» Study text
........

• How it breaks down

    We are in the middle of zucchini season. In case you didn’t know, zucchini season has three stages. The first stage is marked by obsessively checking on the zucchini plants, followed by squeals of delight when the first zucchini is ready to be picked, hoarding of said first zucchini and the next five or six glossy-skinned precious babes as they trickle in from the garden, and a flurry of favorite zucchini recipes.

    You know you are in stage two of zucchini season when your refrigerator crispers—both of them—are loaded with the small to medium-sized green clubs (no longer thought of as “precious babes”), you’re spending extended periods of time chopping the vegetables to get them ready for the canner or freezer, and you’re perusing the web and flipping through cookbooks in search of variations on the zucchini theme.

    Stage three is the stage that usually comes to mind when people think of zucchini: country church parking lots full of locked cars, zucchinis the size of small baseball bats that get heaved over the fence to the farm animals, and unabashed relief when the bore worms attack the plants and they suddenly collapse in a yellow-brown heap of stinky foliage. Then, finally, we all heave a great sigh of relief and thank our lucky stars that zucchini season is over for another year.

........

» Saved entries
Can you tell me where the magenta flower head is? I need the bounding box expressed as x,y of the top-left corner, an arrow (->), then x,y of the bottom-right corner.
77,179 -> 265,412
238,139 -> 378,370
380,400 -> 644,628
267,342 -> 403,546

........

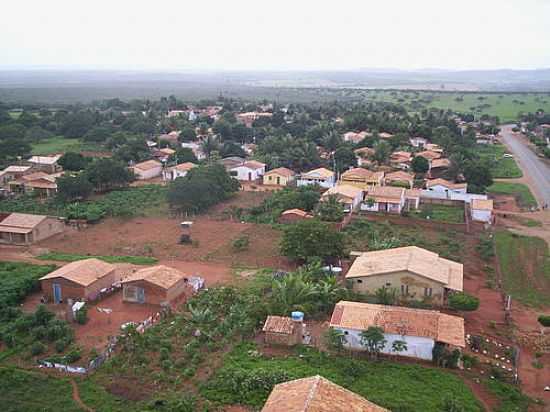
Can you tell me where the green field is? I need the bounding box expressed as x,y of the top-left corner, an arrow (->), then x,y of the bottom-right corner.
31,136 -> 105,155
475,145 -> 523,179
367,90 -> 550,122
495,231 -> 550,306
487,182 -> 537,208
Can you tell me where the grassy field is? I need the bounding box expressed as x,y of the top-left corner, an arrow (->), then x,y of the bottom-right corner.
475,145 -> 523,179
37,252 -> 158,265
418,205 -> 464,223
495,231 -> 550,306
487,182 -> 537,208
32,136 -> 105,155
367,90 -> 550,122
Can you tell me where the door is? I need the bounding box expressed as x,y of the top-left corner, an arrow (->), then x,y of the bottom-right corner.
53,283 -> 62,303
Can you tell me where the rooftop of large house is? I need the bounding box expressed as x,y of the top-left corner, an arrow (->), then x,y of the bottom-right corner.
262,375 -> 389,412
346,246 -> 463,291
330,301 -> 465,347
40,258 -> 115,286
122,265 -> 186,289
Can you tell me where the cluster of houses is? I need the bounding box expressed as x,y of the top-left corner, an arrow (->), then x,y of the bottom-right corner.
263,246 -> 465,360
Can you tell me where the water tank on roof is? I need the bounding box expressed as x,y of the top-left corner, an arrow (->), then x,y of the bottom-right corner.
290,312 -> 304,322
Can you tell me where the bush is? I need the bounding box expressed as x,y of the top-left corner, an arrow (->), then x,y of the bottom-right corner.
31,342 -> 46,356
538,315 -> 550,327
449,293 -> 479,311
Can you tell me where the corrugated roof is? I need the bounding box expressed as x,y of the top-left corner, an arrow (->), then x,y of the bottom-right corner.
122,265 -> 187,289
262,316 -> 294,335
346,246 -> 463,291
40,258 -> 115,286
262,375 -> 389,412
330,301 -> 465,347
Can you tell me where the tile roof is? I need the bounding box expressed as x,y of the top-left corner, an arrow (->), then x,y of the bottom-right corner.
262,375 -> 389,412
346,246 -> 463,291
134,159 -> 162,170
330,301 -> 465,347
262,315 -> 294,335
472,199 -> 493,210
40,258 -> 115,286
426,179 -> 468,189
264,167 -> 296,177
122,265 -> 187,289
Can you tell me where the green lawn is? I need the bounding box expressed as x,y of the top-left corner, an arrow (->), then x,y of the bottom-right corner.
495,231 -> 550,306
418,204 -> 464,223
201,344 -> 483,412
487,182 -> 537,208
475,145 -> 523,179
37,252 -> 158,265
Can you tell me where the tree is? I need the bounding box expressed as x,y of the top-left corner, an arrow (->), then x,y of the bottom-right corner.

........

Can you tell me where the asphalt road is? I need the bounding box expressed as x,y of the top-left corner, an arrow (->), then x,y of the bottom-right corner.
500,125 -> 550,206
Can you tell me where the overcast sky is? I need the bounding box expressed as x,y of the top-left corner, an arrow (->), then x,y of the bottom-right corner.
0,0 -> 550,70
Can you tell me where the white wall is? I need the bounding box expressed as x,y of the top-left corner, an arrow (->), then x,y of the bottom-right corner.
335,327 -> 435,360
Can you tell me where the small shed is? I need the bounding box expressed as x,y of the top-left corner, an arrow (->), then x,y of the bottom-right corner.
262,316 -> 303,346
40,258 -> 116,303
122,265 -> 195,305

........

» Work to complete
1) Decide whether each statement agrees with the zucchini season text, and back each yes or no with the deciding words of the text, quoted exactly. (a) Zucchini season is divided into three stages. (b) During stage two, only one refrigerator crisper is filled with zucchini. (c) During stage three, bore worms cause the plants to collapse.
2) Write the next paragraph of the zucchini season text, starting right after its final sentence.

» List of answers
1)
(a) Yes: "zucchini season has three stages"
(b) No: "your refrigerator crispers—both of them—are loaded with the small to medium-sized green clubs"
(c) Yes: "when the bore worms attack the plants and they suddenly collapse in a yellow-brown heap of stinky foliage"

2)
    Right now we are in stage two. I have zucchinis in the crisper, a bag of zucchinis, a gift from my sister-in-law, on the counter (I accepted a gift of zucchini, a sign that we have definitely not reached stage three), and more just-picked zucchinis on another counter. Oh, and there’s one other zucchini on top of the bowl of fresh green beans—a hidden one that I found when watering the plants. (I was watering the zucchini plants—more proof that we’re not yet in stage three.)

    What do I do with my zucchinis? I shared the first ones with my mother, and while it was hard, I knew I had to do it—I’ve got to be a good daughter and take care of my mother dearest, you know. I can only hope that I raise up my daughters as well as my mother did me. (How’s that for masked self-adulation?) I’ve made zucchini skillet and I’m preparing to make a big pot of zucchini-sausage-brown rice soup that I’ll (bless my poor nervous soul) pressure can. But, upon assembling my first decent collection of zucchinis, I promptly made a batch of zucchini relish.


    Zucchini relish is like pickle relish but with zucchini (obviously) in place of the cucumbers. My friend Amber gave me the recipe a couple years ago and I loved the stuff, especially on hot dogs. In fact, I can hardly bear to eat a hot dog without it. We had just finished up the last of the relish (I only suffered through one or two hot dog meals without it) when the zucchinis made their welcomed entrance.

    I searched through my files for my recipe but had to call up Amber when I couldn’t find it. However, her mother Ann answered the phone instead (Amber was out frolicking at some beach, Ann reported), and it was Ann who helpfully paged through Amber’s recipe collection while I waited.

    “Hm, ketchup, salsa… I must be getting close,” Ann mumbled to herself, and then, “Okay, here it is!”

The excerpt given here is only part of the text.